GOAL:
Copy out, word for word, the lines of the records below, starting at the line that contains "Reviewer check: every instance of the bridesmaid" and ending at the final line of the records.

GIVEN DATA:
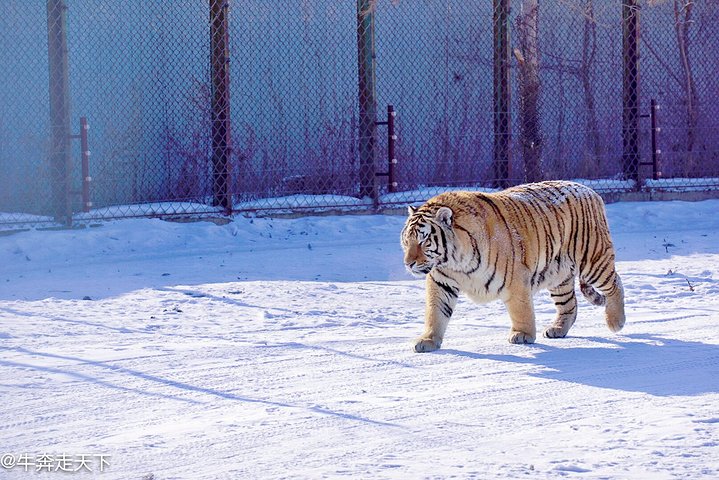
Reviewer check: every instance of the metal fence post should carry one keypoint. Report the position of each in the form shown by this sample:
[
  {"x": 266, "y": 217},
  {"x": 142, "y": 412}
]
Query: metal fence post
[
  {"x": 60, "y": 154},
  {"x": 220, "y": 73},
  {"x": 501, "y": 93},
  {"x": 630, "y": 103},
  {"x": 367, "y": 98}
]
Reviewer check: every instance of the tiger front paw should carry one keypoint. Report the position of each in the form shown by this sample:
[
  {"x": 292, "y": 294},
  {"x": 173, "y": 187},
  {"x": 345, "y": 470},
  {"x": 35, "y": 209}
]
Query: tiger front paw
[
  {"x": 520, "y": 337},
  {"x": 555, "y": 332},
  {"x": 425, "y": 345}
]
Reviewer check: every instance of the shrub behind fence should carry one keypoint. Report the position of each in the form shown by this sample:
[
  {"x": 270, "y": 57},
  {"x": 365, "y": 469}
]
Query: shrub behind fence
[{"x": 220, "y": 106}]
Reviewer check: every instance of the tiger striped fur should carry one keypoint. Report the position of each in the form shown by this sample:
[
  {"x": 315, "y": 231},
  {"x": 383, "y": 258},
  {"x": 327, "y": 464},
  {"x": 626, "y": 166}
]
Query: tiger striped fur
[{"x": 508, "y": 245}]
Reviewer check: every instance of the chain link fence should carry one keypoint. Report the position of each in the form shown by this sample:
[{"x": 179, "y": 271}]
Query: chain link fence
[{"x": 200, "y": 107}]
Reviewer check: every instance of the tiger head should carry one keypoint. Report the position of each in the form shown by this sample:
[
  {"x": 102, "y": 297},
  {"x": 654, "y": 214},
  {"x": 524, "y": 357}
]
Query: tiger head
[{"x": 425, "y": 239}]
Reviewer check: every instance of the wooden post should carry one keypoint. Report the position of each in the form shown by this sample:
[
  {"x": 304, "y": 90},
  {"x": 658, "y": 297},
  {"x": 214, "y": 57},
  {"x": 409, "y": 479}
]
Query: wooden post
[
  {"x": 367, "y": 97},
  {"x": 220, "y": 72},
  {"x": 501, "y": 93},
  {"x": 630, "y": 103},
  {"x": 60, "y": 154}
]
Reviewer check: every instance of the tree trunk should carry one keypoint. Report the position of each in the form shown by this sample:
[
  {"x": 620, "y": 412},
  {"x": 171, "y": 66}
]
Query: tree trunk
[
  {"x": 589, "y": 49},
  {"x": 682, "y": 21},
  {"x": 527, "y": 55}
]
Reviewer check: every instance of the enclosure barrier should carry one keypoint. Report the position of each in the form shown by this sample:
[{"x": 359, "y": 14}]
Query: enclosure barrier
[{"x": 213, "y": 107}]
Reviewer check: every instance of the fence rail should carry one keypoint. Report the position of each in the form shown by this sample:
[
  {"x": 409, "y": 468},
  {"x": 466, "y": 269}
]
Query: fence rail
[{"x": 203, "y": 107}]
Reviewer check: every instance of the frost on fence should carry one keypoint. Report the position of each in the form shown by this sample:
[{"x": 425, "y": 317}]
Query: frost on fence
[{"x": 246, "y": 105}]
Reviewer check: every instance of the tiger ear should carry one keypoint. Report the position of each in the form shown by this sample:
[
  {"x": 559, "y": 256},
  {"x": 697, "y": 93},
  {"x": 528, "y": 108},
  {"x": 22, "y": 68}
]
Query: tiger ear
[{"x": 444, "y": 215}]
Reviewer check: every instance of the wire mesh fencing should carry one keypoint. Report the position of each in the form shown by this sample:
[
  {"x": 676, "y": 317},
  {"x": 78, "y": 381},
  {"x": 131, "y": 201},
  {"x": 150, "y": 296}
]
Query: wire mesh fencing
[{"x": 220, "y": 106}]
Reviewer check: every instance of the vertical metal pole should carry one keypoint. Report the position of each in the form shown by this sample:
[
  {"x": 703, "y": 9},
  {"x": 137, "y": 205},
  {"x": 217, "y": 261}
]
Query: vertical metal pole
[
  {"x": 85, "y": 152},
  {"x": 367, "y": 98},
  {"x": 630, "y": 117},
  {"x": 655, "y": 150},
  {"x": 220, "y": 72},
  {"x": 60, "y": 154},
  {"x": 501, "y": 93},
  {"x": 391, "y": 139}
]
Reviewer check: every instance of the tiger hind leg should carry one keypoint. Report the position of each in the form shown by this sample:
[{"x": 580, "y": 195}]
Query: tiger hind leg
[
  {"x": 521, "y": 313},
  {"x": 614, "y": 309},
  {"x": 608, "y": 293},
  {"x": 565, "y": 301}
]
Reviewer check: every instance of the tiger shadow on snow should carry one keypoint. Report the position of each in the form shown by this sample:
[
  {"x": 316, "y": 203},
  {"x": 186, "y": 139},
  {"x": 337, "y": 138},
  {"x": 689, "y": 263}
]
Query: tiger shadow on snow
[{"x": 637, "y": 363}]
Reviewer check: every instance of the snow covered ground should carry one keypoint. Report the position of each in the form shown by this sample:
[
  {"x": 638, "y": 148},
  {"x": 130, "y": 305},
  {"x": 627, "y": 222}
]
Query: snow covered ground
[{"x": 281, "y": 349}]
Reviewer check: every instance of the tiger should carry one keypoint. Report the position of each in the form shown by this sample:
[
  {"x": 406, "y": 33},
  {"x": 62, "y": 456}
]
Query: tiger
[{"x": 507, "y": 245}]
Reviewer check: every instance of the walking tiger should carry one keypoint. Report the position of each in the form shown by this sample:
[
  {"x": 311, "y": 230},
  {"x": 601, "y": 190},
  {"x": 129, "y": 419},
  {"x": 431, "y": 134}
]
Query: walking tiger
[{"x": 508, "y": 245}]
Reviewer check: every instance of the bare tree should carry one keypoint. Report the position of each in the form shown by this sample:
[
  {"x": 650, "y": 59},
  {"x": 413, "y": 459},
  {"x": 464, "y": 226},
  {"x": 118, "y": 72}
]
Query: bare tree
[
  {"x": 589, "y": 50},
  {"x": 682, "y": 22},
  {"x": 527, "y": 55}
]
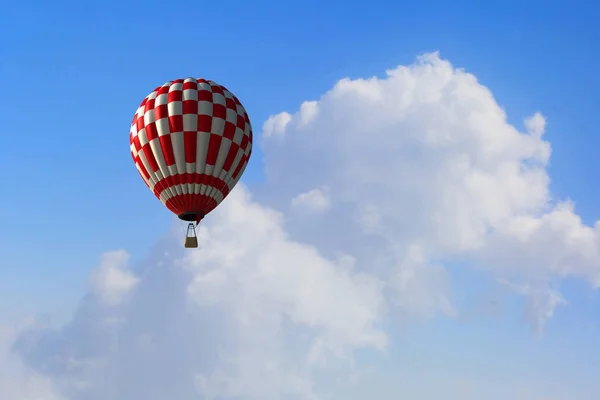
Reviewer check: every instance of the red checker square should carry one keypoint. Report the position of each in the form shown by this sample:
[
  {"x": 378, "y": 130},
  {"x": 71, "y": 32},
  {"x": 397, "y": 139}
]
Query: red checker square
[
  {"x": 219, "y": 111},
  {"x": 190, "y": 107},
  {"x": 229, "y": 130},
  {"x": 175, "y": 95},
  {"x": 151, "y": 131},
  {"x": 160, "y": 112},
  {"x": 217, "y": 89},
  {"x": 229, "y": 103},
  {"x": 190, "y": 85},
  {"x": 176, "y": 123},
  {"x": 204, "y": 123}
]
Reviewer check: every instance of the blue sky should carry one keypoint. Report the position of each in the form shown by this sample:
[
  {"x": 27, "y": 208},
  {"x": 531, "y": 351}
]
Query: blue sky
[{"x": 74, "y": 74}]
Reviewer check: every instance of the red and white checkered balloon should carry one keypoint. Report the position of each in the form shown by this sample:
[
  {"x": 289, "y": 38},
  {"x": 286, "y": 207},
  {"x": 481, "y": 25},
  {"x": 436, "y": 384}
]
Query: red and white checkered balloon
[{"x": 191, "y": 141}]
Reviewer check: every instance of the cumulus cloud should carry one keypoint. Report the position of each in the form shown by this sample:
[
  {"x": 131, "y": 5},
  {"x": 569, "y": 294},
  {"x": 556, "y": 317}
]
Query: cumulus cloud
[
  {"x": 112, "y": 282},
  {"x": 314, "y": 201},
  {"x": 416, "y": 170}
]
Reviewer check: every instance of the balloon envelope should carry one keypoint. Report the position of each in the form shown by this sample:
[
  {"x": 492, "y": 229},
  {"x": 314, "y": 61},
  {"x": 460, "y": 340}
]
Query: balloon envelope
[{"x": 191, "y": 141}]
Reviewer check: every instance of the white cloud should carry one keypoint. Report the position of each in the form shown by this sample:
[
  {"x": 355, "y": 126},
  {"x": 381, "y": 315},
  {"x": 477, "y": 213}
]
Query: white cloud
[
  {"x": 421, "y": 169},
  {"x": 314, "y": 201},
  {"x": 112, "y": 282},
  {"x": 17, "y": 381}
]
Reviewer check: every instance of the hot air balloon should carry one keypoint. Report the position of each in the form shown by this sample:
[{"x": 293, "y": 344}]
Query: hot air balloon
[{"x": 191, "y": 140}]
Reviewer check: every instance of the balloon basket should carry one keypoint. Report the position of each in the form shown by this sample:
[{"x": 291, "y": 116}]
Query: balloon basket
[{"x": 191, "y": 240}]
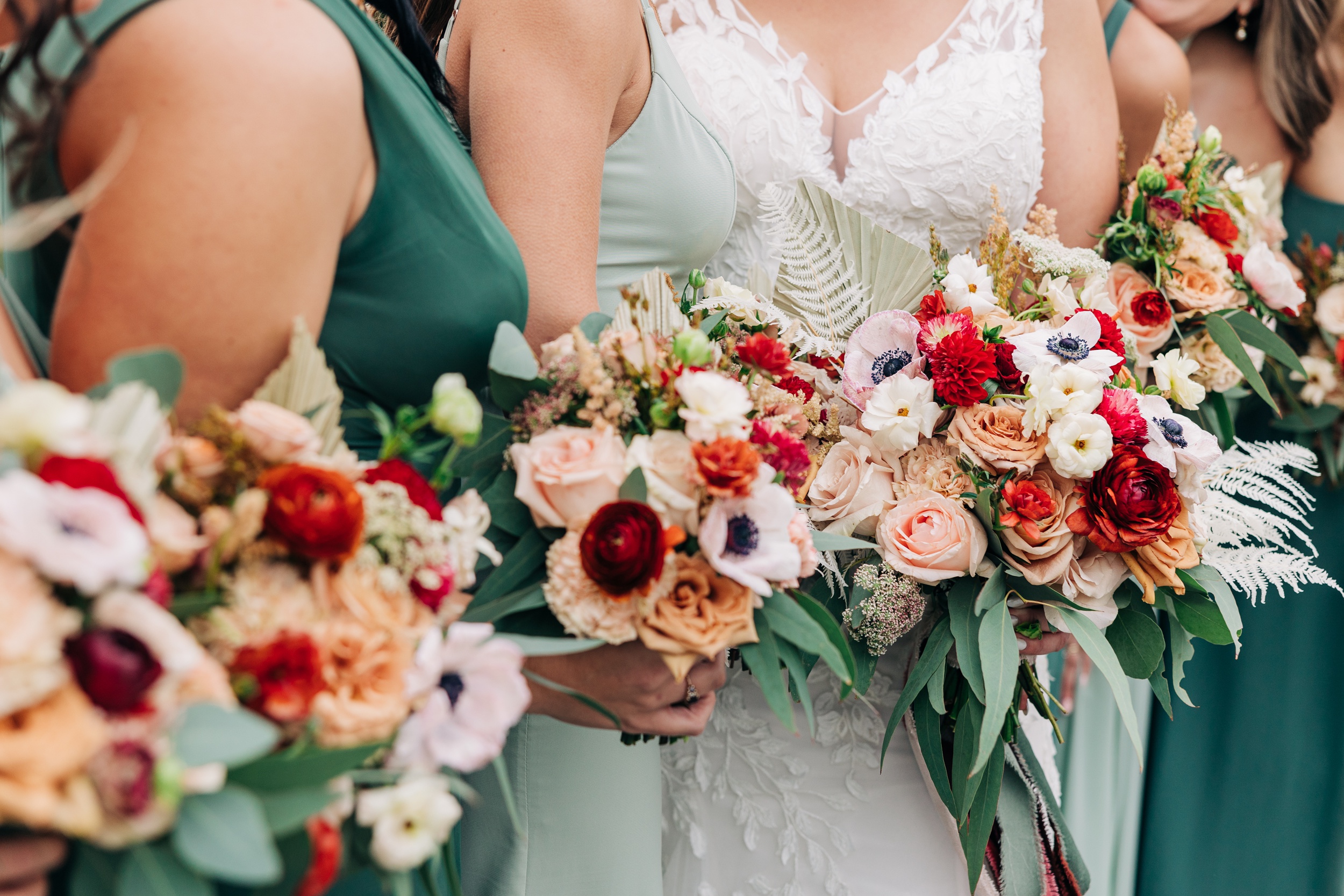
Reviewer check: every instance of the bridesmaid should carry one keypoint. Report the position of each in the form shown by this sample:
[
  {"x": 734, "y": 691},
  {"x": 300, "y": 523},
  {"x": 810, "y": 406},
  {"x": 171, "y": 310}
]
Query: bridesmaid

OUTPUT:
Reviewer check: every instance of the bridesmaid should carry one keypoint. Report the position of each in the form shown by this sample:
[
  {"x": 734, "y": 691},
  {"x": 300, "y": 523},
  {"x": 810, "y": 406},
  {"x": 171, "y": 310}
]
Query: bridesmaid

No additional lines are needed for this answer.